▶ Exercise aim:
Your task is to copy every line of the records below that contains "Please".

▶ Given data:
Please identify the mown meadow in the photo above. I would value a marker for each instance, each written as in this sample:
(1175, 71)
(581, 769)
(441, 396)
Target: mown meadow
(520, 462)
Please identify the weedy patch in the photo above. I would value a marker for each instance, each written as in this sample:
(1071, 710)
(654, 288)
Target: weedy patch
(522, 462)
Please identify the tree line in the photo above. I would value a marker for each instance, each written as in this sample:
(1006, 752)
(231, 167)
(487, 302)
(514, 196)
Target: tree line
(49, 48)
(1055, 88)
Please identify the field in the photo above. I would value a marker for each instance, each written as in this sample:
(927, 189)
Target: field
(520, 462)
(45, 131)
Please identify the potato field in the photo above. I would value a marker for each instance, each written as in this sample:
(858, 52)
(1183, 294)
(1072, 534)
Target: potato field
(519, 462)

▶ Response for this exercise:
Please identify the mown meadow in the photo above. I would value a marker for each instance, each written as in this sample:
Please identify the weedy patch in the photo above. I would value a marker for each instance, each written as in this sample:
Please identify the tree line in the photo above. I would value a marker for each instance, each written as in this sample:
Please identify the field in the photo above. I would value a marker for each instance, each written as in this sample:
Please identify the potato field in the photo above. I would value a marker for each instance, each written as in this sample:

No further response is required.